(PROVIDED PASSAGE Opens)

Move More, Lose Less! Accelerometer Data Link Physical Activity to Lower Neuropathy Risk #ActAgainstAmputation #Diabetes #Exercise #ToeFlowandGo

We tell our patients to stay active. We tell them it matters. But how much activity, exactly? And what kind? A new study from our colleagues at Michigan and Oxford starts to put hard numbers behind the advice.

Reynolds and colleagues published a cross-sectional analysis of 2,878 people with diabetes in the Journal of Neurology, Neurosurgery & Psychiatry. What makes this study different from the usual self-reported questionnaire work is the method: participants wore wrist-mounted accelerometers that objectively captured their physical activity in milli-gravity (mG) intensity bands — light (45–100 mG), moderate (100–400 mG), and vigorous (>400 mG).

The headline finding is clean. More time spent at moderate-to-vigorous intensity decreased the odds of diabetic peripheral neuropathy (DPN). The dose-response was striking at the vigorous end — an odds ratio of 0.40 (95% CI 0.22–0.70) — meaning vigorous activity was associated with a 60% reduction in the odds of neuropathy. Even moderate activity moved the needle, with an OR of 0.95 (0.91–0.99).

An interesting wrinkle: physical activity did not significantly reduce painful DPN (pDPN) across the whole group. But when the investigators stratified by sex, a clear signal emerged in females. Among women with diabetes, more time above even fairly low activity thresholds (50 mG) was associated with reduced painful neuropathy odds (OR 0.92, 0.87–0.98). That sex-based difference deserves further attention.

(PROVIDED PASSAGE Closes)
(SUPPLIED INFORMATION Opens)

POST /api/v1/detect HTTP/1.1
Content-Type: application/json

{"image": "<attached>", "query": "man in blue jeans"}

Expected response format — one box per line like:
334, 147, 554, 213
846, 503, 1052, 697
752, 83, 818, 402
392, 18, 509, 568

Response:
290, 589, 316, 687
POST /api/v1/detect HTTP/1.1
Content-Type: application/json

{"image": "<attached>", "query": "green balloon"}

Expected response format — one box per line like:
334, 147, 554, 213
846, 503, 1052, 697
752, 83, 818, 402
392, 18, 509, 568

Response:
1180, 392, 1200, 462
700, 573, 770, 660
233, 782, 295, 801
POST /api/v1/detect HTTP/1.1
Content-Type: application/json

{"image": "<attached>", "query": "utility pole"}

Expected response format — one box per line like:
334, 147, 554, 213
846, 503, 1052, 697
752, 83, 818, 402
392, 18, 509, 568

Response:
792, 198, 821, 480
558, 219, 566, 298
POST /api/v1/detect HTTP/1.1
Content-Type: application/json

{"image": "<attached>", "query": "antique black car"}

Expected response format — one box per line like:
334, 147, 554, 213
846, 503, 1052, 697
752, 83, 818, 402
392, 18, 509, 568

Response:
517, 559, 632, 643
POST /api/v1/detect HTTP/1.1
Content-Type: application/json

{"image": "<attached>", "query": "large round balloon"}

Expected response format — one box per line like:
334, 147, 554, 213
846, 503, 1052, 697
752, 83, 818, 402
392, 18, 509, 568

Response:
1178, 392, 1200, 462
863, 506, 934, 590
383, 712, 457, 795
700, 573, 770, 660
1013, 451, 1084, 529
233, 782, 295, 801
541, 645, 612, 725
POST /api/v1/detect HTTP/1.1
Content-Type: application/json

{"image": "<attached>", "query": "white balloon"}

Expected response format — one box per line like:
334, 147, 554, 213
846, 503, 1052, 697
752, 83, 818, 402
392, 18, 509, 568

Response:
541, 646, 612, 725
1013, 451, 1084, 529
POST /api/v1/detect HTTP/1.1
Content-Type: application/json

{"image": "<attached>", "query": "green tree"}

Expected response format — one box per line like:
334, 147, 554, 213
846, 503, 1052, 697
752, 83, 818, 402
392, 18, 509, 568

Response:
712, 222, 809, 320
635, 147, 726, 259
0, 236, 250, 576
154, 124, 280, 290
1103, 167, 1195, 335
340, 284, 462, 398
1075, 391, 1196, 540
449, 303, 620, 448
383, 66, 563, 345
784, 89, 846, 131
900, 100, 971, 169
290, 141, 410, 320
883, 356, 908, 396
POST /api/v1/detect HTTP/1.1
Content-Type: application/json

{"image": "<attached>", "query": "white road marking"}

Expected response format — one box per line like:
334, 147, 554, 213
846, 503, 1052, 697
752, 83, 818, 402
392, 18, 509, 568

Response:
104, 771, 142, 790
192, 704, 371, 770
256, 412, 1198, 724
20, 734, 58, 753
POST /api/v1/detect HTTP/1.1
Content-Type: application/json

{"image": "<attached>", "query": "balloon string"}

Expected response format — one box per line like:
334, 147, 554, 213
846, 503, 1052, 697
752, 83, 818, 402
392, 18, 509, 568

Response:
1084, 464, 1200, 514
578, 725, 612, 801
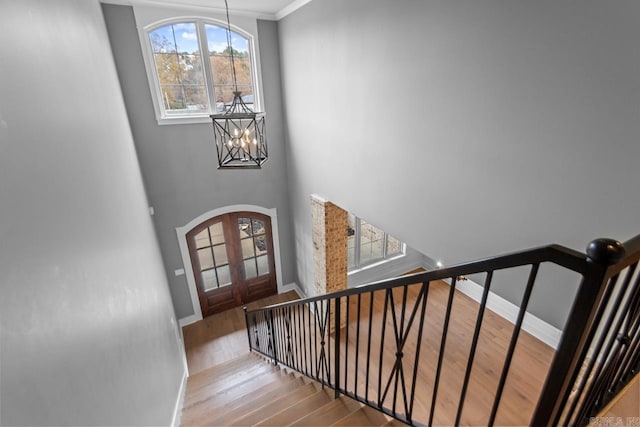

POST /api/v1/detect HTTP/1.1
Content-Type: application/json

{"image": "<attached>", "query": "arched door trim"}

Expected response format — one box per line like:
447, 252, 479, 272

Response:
176, 205, 283, 326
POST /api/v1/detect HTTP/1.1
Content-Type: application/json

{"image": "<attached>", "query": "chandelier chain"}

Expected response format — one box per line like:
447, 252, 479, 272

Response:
224, 0, 238, 92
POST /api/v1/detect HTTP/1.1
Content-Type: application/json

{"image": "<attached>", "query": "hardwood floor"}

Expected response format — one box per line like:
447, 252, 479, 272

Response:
183, 282, 554, 425
340, 282, 554, 425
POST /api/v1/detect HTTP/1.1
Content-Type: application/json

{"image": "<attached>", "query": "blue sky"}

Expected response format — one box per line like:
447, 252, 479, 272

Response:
151, 23, 249, 53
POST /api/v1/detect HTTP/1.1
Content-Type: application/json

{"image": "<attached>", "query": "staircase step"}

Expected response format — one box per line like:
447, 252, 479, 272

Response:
183, 371, 291, 425
256, 389, 334, 427
184, 366, 286, 408
229, 383, 321, 426
384, 418, 408, 427
291, 396, 362, 426
332, 406, 389, 426
189, 373, 308, 426
186, 353, 271, 394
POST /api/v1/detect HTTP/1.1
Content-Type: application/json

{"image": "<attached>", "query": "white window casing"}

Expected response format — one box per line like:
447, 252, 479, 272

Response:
134, 5, 264, 125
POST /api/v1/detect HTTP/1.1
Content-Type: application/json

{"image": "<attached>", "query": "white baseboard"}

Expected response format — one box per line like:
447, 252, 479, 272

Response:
456, 279, 562, 349
178, 314, 202, 328
171, 371, 189, 427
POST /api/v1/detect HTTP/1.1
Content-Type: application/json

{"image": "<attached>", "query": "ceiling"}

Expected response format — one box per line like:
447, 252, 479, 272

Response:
101, 0, 311, 20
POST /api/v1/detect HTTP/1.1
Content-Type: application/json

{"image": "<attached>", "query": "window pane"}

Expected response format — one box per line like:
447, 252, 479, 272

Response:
244, 258, 258, 279
216, 265, 231, 286
347, 214, 356, 268
202, 270, 218, 291
195, 228, 211, 249
240, 237, 256, 259
256, 255, 269, 276
204, 24, 253, 111
149, 22, 209, 114
209, 222, 224, 245
198, 248, 213, 270
360, 243, 373, 265
213, 244, 229, 266
387, 235, 402, 257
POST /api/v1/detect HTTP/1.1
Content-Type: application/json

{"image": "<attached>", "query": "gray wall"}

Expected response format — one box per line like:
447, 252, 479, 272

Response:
103, 5, 296, 318
0, 0, 184, 425
279, 0, 640, 332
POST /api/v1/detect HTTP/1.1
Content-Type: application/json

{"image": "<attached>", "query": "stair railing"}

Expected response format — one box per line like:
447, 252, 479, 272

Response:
245, 236, 640, 426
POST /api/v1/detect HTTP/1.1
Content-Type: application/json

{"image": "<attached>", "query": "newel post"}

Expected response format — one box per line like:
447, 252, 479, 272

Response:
531, 239, 625, 426
242, 305, 253, 351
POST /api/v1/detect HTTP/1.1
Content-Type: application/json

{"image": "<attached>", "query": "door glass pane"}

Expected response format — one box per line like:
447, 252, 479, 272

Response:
244, 258, 258, 279
238, 218, 251, 238
209, 222, 224, 245
196, 228, 211, 249
240, 237, 256, 259
217, 265, 231, 286
198, 248, 213, 270
256, 255, 269, 276
251, 219, 264, 235
213, 245, 229, 265
253, 234, 267, 255
201, 270, 218, 291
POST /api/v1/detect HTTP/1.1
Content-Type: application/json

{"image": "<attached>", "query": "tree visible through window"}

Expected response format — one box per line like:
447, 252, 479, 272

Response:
148, 20, 254, 118
347, 215, 404, 270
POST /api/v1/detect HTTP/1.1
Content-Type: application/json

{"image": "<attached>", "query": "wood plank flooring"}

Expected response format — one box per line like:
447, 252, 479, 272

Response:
183, 282, 554, 425
182, 291, 300, 375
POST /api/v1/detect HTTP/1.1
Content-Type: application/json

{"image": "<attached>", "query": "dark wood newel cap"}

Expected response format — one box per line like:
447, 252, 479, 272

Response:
587, 238, 625, 265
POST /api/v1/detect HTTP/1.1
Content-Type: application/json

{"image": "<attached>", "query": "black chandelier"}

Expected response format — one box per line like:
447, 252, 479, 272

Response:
210, 0, 268, 169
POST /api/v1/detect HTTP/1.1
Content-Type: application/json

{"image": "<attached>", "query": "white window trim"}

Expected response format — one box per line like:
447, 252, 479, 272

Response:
133, 5, 264, 125
347, 215, 407, 275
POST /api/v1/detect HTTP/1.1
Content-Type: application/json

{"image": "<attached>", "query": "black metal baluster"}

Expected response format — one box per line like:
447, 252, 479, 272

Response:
487, 264, 540, 426
353, 294, 362, 396
407, 282, 431, 424
428, 277, 456, 426
531, 239, 625, 425
301, 304, 311, 375
456, 271, 493, 425
344, 295, 351, 393
242, 305, 253, 351
333, 297, 340, 399
378, 289, 391, 408
364, 292, 374, 402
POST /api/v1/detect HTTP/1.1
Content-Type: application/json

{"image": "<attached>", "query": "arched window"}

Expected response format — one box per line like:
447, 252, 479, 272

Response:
143, 18, 259, 124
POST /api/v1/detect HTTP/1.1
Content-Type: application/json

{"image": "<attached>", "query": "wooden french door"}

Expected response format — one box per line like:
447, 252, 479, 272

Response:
187, 212, 277, 317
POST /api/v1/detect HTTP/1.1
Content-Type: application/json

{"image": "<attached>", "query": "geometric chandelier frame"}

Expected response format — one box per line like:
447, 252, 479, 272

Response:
210, 0, 269, 169
211, 91, 269, 169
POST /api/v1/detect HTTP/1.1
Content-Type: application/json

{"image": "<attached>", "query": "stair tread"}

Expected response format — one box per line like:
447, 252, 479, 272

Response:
229, 383, 320, 426
184, 362, 286, 408
187, 353, 272, 393
291, 396, 362, 427
256, 389, 334, 427
183, 373, 308, 426
332, 406, 389, 426
384, 418, 407, 427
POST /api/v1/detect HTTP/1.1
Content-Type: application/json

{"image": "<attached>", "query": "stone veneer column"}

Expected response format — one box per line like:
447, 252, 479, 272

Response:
311, 195, 349, 332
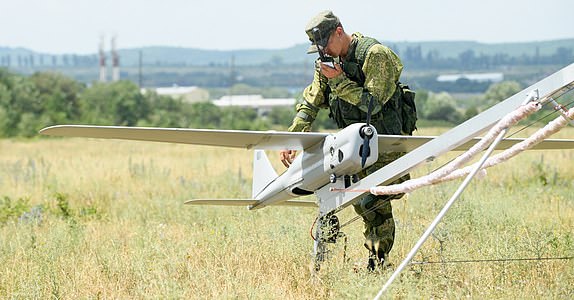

(SUPPLIED INFORMATION Closes)

### PROBLEM SET:
1. From the article on physical activity and neuropathy, list each accelerometer intensity band together with its milli-gravity range.
2. State whether each statement agrees with the article on physical activity and neuropathy. Answer yes or no and quote the deciding words.
(a) Participants' activity was measured with self-reported questionnaires.
(b) The analysis covered 2,878 people with diabetes.
(c) Physical activity significantly reduced painful DPN across the whole group.
3. Proceed with the article on physical activity and neuropathy, beginning after its final sentence.

### RESULTS:
1.
- Light: 45–100 mG
- Moderate: 100–400 mG
- Vigorous: >400 mG

2.
(a) No: "participants wore wrist-mounted accelerometers that objectively captured their physical activity"
(b) Yes: "a cross-sectional analysis of 2,878 people with diabetes"
(c) No: "physical activity did not significantly reduce painful DPN (pDPN) across the whole group"

3.
The honest caveat — and the authors are transparent about this — is that this is cross-sectional work. We cannot be certain of the directionality. Does reduced activity contribute to neuropathy development, or does neuropathy itself lead people to move less? Likely both. But the magnitude of the associations, particularly for vigorous activity, is hard to ignore.

For those of us in the limb preservation space, the implications are immediate. Peripheral neuropathy is the on-ramp to ulceration, infection, and amputation. Anything that modifies that first domino matters enormously. And this study suggests that the intensity of activity matters — not just whether patients move, but how vigorously they do so.

We need the longitudinal data. We need the randomized trials. But in the meantime, these data from Michigan and Oxford give us something we have lacked: accelerometer-derived, objective benchmarks for the physical activity prescriptions we write for our patients with diabetes.

Move more. Move harder. Keep your feet.

Reference: Reynolds EL, Russman D, Baskozos G, Eid S, Feldman EL, Bennett DLH, Callaghan BC. Physical activity decreases the likelihood of peripheral neuropathy in persons with diabetes. J Neurol Neurosurg Psychiatry. 2026 Mar 4:jnnp-2025-337592. doi: 10.1136/jnnp-2025-337592.